▶ **TRY IT**
What you return should be the line containing "Task: point out each instance of the blue" and each line after it to the end of the records, copied exactly.

▶ **RECORDS**
== == ==

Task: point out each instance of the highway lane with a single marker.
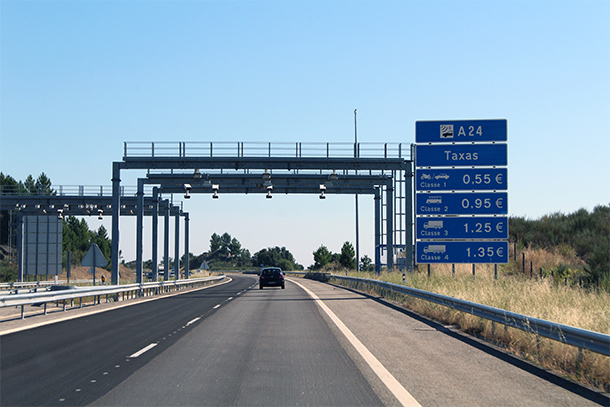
(218, 346)
(231, 345)
(269, 347)
(79, 360)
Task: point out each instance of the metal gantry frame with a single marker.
(176, 168)
(87, 205)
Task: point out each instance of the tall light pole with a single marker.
(355, 156)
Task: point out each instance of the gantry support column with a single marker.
(166, 243)
(116, 212)
(177, 245)
(390, 226)
(139, 231)
(377, 230)
(155, 235)
(186, 245)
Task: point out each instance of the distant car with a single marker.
(271, 277)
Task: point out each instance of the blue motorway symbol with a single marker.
(453, 131)
(462, 203)
(479, 227)
(461, 179)
(460, 155)
(461, 252)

== == ==

▶ **FINISHED TASK**
Task: point out each instance of the blue motorway symbol with a single marker.
(453, 131)
(462, 203)
(479, 227)
(461, 179)
(460, 155)
(461, 252)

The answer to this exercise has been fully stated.